# Work task:
Which lines below fall between the one containing "Point out the woven" and the one containing "Point out the open"? Repeat them exactly, counting both of those lines, and add nothing else.

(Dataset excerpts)
'''
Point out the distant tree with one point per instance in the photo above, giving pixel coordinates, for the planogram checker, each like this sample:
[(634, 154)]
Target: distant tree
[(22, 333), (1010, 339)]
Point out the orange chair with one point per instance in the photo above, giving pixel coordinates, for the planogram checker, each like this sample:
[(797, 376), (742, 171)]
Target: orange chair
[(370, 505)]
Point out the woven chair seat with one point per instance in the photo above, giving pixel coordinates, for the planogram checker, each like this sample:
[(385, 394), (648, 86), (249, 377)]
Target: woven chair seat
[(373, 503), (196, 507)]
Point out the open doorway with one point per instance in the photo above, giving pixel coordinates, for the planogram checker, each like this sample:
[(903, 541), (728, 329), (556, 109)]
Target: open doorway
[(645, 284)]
'''
# Answer for the task:
Point out the woven chair seat with one point per instance in the photo above, giving pixel coordinates, for the planogram checker, each like this sample:
[(385, 394), (648, 86), (249, 377)]
Target: woven chair seat
[(373, 503), (196, 507)]
Point out the open doorway with one point per instance in the photo above, giving pixel coordinates, for the planogram checker, each like this sample:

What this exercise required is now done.